Given request:
Pick out every line in the records below that contains the string "wall" and copy each one. Matching is case-sensitive.

(A run of records)
"""
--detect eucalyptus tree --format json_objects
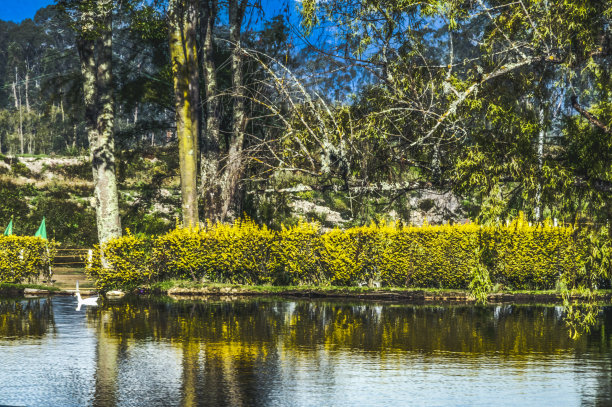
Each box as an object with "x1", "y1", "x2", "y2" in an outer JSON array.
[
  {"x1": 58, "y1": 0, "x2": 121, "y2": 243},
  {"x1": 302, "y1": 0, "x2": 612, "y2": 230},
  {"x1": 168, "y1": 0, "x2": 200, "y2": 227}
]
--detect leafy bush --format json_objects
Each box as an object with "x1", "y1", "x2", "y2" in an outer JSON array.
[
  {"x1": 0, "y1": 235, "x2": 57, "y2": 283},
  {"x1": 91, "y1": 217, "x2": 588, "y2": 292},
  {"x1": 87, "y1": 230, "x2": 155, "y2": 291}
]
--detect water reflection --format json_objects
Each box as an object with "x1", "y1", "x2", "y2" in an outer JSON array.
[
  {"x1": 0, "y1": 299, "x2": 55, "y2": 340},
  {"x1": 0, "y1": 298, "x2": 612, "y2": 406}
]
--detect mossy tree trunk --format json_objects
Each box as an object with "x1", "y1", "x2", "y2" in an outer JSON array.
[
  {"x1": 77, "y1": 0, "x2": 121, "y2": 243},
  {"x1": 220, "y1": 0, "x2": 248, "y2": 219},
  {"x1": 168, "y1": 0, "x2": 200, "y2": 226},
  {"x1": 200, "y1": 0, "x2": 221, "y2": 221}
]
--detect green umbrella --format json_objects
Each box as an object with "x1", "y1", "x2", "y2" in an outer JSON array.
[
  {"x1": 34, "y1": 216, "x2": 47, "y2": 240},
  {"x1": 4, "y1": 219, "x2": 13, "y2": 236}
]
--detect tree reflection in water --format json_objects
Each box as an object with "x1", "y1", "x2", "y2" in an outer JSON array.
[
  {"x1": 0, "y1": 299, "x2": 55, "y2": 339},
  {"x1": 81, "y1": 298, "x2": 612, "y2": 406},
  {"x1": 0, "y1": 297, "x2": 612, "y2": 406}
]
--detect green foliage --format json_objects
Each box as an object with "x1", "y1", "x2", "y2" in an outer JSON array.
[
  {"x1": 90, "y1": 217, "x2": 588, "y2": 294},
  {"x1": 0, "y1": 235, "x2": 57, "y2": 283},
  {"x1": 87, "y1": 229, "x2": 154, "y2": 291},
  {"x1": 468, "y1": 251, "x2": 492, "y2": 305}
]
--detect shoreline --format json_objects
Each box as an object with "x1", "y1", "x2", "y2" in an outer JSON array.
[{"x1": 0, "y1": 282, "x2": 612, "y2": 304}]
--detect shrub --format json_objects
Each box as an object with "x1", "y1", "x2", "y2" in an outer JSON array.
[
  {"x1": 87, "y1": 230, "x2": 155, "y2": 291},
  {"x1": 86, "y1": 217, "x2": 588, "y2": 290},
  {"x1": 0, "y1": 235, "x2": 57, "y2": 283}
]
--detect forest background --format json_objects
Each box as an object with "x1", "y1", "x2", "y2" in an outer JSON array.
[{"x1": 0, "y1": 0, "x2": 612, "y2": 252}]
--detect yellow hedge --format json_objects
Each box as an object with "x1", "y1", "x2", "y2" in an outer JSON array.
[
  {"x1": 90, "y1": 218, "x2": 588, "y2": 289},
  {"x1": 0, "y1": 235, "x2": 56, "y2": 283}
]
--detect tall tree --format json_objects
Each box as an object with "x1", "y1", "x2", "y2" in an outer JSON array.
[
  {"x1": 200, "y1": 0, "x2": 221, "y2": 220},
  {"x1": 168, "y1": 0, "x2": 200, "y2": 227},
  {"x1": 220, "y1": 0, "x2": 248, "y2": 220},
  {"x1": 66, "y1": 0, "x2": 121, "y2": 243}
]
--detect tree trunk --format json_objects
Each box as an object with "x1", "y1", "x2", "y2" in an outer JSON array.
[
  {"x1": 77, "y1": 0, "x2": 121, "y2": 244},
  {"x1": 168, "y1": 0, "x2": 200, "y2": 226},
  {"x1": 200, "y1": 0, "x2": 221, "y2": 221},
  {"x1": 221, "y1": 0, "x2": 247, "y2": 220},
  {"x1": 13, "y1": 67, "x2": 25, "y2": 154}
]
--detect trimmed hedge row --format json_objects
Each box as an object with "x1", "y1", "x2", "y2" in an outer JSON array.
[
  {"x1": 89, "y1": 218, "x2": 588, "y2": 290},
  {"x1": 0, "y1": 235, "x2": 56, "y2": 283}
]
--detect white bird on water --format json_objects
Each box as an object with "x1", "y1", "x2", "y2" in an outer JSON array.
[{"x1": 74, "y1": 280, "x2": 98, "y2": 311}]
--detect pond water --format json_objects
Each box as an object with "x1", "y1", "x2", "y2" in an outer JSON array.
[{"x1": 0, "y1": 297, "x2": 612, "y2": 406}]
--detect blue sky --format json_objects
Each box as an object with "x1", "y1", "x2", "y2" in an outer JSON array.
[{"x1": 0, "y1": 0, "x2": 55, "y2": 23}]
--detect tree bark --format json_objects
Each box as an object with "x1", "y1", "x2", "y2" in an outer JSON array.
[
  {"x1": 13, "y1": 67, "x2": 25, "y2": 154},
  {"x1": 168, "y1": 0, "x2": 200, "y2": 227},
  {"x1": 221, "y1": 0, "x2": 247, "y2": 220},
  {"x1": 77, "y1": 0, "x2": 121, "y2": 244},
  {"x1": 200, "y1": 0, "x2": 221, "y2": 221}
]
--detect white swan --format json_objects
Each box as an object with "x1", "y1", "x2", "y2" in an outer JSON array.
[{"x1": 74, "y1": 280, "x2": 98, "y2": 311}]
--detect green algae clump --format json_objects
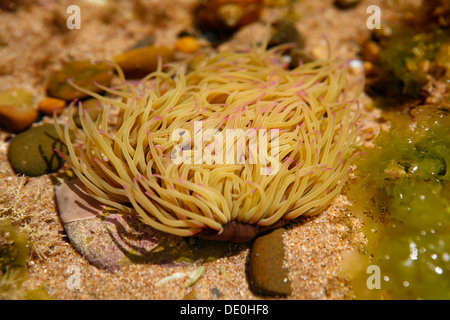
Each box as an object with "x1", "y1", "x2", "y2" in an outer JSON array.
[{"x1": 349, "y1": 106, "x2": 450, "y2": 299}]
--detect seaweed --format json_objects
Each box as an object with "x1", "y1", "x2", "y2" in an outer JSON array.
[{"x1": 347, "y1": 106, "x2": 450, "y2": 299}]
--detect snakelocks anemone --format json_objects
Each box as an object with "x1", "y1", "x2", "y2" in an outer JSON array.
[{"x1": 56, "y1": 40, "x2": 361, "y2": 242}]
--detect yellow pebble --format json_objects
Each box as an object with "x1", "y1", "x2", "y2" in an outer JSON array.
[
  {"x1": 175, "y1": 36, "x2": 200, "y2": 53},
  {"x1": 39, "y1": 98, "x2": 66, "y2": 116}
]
"""
"""
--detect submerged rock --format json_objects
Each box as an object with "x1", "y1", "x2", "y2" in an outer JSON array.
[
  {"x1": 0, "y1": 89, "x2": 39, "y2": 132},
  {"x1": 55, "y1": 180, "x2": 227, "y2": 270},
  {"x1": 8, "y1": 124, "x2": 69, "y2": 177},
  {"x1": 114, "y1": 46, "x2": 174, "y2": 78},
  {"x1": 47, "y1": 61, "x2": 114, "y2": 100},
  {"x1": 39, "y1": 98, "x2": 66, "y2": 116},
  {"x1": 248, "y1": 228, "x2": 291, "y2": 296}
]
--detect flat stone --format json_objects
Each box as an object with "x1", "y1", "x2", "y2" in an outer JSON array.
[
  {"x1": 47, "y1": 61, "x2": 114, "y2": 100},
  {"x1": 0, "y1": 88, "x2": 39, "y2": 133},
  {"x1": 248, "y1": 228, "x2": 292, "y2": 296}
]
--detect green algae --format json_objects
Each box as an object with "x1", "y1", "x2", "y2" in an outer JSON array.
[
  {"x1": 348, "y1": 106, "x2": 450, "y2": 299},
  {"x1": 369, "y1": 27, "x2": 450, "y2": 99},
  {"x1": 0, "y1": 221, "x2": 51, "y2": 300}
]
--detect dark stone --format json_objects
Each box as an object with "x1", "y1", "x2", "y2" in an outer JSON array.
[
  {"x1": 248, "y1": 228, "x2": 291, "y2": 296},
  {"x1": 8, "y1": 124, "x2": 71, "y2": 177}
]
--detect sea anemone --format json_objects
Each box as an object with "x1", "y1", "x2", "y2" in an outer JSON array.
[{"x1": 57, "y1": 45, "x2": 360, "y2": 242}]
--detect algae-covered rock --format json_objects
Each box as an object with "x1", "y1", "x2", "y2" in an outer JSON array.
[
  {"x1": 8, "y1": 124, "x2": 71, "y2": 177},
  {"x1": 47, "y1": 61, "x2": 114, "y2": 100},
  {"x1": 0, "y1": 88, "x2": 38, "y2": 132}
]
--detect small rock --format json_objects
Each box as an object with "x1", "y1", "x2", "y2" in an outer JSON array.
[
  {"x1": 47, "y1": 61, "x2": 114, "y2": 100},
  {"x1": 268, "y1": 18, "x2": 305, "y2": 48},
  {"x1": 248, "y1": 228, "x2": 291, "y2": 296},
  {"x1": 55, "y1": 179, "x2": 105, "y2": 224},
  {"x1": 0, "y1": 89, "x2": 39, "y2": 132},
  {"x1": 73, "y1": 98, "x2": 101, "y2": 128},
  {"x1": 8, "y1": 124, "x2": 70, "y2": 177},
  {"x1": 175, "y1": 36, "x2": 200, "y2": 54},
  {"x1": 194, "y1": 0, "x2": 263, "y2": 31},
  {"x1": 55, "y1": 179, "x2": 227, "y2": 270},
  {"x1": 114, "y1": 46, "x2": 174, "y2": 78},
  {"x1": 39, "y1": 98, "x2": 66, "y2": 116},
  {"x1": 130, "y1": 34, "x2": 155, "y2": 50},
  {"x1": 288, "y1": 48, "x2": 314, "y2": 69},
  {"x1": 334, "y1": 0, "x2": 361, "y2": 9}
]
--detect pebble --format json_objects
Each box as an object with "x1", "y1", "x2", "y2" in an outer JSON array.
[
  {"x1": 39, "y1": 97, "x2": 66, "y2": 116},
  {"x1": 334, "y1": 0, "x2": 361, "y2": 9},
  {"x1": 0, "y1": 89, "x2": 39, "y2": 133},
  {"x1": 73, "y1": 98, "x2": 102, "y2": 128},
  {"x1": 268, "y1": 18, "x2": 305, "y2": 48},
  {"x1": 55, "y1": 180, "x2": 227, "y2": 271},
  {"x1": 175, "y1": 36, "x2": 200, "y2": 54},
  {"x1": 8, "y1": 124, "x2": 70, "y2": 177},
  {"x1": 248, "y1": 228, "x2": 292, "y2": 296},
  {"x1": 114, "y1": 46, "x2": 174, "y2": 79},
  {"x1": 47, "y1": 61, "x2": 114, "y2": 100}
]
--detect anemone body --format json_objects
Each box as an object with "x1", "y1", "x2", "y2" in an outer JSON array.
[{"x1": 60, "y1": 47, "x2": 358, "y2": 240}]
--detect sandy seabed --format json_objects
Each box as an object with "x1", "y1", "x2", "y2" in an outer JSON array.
"""
"""
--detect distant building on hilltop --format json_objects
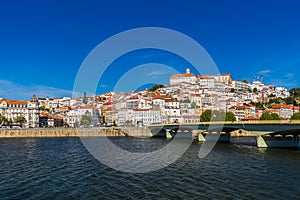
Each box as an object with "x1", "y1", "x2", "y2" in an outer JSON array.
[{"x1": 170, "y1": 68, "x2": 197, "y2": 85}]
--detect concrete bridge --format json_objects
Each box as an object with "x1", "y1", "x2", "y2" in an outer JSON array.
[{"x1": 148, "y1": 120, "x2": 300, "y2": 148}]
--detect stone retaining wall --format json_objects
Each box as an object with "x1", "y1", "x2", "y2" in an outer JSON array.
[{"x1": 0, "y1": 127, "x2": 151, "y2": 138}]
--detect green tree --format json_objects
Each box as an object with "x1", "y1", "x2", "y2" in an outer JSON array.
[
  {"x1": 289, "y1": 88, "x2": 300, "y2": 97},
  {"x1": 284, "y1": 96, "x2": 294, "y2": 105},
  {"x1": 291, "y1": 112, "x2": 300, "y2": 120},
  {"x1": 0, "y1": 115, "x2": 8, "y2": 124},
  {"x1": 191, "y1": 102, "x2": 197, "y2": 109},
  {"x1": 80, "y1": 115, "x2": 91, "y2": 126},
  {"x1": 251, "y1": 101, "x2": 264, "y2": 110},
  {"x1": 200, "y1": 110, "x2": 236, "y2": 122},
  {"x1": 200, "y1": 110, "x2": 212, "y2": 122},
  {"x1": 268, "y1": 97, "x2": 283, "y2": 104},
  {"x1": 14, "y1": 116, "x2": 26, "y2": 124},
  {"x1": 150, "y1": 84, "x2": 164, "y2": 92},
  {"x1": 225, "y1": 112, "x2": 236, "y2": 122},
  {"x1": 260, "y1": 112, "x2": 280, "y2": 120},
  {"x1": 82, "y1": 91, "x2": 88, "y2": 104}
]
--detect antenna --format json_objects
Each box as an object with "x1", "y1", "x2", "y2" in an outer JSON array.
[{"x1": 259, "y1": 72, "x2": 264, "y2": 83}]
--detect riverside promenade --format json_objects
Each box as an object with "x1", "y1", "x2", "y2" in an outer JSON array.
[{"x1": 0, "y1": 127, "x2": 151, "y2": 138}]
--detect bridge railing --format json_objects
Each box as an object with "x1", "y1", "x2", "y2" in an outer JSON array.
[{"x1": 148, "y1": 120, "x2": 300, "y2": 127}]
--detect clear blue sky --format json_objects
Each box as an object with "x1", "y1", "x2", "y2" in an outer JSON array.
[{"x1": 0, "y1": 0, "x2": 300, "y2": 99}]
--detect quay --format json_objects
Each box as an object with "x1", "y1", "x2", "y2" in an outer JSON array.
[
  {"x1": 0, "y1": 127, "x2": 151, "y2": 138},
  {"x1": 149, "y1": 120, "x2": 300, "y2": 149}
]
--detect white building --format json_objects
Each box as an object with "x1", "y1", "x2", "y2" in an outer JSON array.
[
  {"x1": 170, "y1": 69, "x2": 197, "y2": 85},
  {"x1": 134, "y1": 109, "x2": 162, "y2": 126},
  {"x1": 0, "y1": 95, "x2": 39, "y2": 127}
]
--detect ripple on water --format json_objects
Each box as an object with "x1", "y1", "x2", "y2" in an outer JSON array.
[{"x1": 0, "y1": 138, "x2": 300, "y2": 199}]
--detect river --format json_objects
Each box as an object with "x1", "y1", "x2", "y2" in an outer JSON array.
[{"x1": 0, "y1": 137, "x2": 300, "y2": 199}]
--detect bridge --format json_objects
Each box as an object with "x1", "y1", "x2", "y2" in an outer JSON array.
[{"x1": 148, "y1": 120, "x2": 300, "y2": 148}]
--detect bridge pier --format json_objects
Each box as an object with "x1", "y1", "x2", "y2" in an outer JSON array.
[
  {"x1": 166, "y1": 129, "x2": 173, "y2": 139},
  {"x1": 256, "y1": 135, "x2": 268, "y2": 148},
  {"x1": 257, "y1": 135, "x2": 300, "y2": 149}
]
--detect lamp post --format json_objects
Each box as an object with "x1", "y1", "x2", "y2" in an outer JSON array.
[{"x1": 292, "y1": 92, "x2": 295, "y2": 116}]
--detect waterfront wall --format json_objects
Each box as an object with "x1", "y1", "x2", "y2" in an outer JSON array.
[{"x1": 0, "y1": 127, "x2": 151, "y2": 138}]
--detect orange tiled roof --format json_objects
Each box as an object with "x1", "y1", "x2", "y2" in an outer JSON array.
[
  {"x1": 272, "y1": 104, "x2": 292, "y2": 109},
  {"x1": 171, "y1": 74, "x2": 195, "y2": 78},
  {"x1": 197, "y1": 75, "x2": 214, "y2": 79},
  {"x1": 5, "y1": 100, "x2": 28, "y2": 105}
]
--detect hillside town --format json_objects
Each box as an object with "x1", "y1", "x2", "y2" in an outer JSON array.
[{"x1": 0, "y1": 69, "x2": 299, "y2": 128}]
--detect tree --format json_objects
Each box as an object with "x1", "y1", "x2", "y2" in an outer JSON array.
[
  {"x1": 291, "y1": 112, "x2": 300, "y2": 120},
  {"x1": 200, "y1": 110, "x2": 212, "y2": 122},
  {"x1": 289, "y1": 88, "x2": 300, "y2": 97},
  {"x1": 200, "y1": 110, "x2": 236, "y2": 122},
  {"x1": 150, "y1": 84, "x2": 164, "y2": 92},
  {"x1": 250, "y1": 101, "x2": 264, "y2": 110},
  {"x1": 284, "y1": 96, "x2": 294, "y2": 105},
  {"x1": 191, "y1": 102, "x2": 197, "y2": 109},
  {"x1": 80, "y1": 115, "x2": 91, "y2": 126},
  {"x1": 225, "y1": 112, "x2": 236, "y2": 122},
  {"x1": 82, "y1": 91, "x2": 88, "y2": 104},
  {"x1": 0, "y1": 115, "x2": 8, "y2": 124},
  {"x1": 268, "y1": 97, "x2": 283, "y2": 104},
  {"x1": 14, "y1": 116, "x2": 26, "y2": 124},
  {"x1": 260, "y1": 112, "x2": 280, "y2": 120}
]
"""
Completed exercise:
--detect stone retaining wall --format json_objects
--detect waterfront wall --format json_objects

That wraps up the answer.